PROBLEM TO WORK ON: All of the entries need to be written out again, exactly as they are.

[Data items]
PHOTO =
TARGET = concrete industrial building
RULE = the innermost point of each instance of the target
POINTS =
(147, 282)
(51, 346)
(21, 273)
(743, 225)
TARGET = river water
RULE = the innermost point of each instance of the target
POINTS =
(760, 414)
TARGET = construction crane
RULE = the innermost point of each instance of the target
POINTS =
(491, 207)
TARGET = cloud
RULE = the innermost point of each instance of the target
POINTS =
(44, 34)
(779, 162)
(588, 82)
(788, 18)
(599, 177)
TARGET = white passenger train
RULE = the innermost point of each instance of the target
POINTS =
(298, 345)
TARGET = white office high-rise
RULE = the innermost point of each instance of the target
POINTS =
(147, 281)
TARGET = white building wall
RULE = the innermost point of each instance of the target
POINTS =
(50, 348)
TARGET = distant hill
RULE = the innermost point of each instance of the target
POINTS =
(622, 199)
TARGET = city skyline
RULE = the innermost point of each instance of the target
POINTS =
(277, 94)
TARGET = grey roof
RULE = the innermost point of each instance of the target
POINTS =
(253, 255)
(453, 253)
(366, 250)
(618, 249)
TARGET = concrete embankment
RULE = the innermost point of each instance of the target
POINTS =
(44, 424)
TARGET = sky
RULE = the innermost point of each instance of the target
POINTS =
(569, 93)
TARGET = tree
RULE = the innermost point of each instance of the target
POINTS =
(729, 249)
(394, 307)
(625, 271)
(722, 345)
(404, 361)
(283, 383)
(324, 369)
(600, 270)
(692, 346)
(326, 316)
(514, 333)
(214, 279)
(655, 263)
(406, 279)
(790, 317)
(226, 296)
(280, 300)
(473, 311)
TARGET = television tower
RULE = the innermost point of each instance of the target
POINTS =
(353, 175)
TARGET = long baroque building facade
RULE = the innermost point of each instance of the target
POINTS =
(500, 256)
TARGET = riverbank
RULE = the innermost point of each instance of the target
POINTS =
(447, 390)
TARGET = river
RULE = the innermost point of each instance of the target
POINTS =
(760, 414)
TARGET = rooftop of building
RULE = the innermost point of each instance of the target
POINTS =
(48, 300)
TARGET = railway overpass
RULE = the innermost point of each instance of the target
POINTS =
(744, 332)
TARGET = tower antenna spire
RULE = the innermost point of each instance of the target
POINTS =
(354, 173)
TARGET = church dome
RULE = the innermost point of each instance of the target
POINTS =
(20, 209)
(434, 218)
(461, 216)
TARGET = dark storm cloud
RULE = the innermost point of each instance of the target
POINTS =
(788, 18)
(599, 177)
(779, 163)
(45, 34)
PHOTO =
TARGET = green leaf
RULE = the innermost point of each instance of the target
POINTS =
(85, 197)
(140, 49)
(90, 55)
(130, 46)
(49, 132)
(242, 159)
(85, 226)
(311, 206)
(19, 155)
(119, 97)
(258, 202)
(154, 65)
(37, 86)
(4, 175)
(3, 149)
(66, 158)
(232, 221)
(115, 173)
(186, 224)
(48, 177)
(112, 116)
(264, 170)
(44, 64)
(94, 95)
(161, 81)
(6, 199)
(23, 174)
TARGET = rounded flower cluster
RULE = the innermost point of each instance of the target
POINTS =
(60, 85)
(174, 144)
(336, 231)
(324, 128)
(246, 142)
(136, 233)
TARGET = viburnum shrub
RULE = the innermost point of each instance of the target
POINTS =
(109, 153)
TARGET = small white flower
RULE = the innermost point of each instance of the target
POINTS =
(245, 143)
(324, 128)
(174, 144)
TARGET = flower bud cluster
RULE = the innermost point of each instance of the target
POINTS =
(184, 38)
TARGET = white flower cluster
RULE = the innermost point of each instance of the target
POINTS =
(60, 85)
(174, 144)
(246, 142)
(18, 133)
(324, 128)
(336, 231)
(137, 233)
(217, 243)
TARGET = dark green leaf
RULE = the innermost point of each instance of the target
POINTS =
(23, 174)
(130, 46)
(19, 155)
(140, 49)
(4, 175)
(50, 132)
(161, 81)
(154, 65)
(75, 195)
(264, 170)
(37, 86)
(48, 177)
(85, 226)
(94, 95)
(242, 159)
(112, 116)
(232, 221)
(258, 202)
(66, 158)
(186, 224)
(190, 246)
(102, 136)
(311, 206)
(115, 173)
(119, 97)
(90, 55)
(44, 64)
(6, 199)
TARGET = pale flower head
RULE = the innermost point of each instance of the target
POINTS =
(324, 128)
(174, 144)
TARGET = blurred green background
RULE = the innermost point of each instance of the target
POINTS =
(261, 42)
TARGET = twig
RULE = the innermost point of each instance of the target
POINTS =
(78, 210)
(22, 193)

TASK RESULT:
PHOTO =
TARGET = concrete industrial building
RULE = the innermost point of each instance of the target
POINTS =
(147, 282)
(51, 346)
(21, 273)
(743, 225)
TARGET = river water
RULE = the innermost point of each instance of the target
POINTS =
(760, 414)
TARGET = construction crane
RULE = the innermost point of each instance of the target
POINTS =
(491, 207)
TARGET = cloud
RULE = the innermost point of each instance of the target
POINTS =
(44, 34)
(779, 162)
(588, 82)
(788, 18)
(599, 177)
TARGET = white passenger train
RULE = the innermost point of each instance of the target
POINTS =
(298, 345)
TARGET = white office high-rise
RULE = the innermost point of each instance of the target
POINTS =
(147, 281)
TARGET = white building wall
RULE = the innermost point of each instance of the target
POINTS =
(50, 348)
TARGET = distant hill
RULE = the innermost point of each instance of the target
POINTS =
(622, 199)
TARGET = city skyline
RULE = the innermost point of each instance of the target
POINTS =
(277, 94)
TARGET = grey roof
RULE = the innermost point of each instance of the target
POINTS =
(253, 255)
(453, 253)
(366, 250)
(618, 249)
TARGET = concrete embankment
RULE = the innermost point of each instance of the target
POINTS =
(44, 424)
TARGET = sky
RULE = the innermost point of each instance of the target
POINTS =
(569, 93)
TARGET = tree
RULE = the innermost point of each instance of the target
POINTS =
(729, 249)
(394, 307)
(625, 271)
(722, 345)
(404, 361)
(283, 383)
(324, 369)
(600, 270)
(692, 346)
(326, 316)
(514, 333)
(214, 279)
(655, 263)
(406, 279)
(790, 317)
(226, 296)
(280, 300)
(473, 311)
TARGET = television tower
RULE = the innermost point of each instance of the target
POINTS =
(353, 175)
TARGET = long baroque building facade
RULE = the innermost point of each instance of the target
POINTS =
(500, 256)
TARGET = riverbank
RULE = the innermost point of each instance of the target
POINTS =
(447, 390)
TARGET = river
RULE = the innermost point of each instance of the target
POINTS =
(760, 414)
TARGET = rooftop of building
RULE = the innermost point of each instance of the target
POINTS =
(48, 300)
TARGET = railway overpass
RULE = the innermost point of each instance of the target
POINTS =
(744, 332)
TARGET = tower antenna spire
RULE = the innermost point of each instance of the target
POINTS =
(354, 173)
TARGET = church dome
RULE = the innermost point of each instance of the target
POINTS =
(20, 209)
(434, 218)
(461, 216)
TARGET = dark storm cloud
RULE = the innermost point of each instance of the target
POINTS =
(788, 18)
(599, 177)
(779, 163)
(45, 34)
PHOTO =
TARGET = green leaf
RULE = the innermost point of each instance of the target
POINTS =
(85, 197)
(140, 49)
(90, 55)
(130, 46)
(49, 132)
(242, 159)
(85, 226)
(311, 206)
(19, 155)
(119, 97)
(258, 202)
(154, 65)
(37, 86)
(4, 175)
(3, 149)
(66, 158)
(232, 221)
(115, 173)
(186, 224)
(48, 177)
(112, 116)
(264, 170)
(44, 64)
(94, 95)
(161, 81)
(6, 199)
(23, 174)
TARGET = rounded flower cluster
RULE = the innermost point of each instance of the target
POINTS =
(60, 85)
(174, 144)
(336, 231)
(324, 128)
(246, 142)
(136, 233)
TARGET = viburnum shrub
RULE = the innermost point of each instance of the target
POINTS =
(109, 153)
TARGET = small white flower
RULE = the innermost point of each instance of the target
POINTS =
(245, 143)
(324, 128)
(174, 144)
TARGET = flower bud cluster
RULE = the innermost point of each instance of the target
POINTS =
(184, 38)
TARGET = white flower cluster
RULE = the innermost point of each instance of the target
POINTS =
(60, 85)
(174, 144)
(246, 142)
(18, 133)
(324, 128)
(336, 231)
(137, 233)
(217, 243)
TARGET = dark green leaf
RULE = the innermost point of each instance of the target
POINTS =
(23, 174)
(130, 46)
(19, 155)
(140, 49)
(4, 175)
(50, 132)
(161, 81)
(154, 65)
(75, 195)
(264, 170)
(37, 86)
(48, 177)
(85, 226)
(94, 95)
(242, 159)
(112, 116)
(232, 221)
(258, 202)
(66, 158)
(186, 224)
(190, 246)
(102, 136)
(311, 206)
(115, 173)
(119, 97)
(90, 55)
(44, 64)
(6, 199)
TARGET = pale flower head
RULE = the innermost point of each instance of the target
POINTS =
(324, 128)
(174, 144)
TARGET = blurred green background
RULE = the innermost point of each instance of the target
POINTS =
(261, 42)
TARGET = twig
RULE = the innermost point of each instance of the target
POINTS =
(78, 210)
(22, 193)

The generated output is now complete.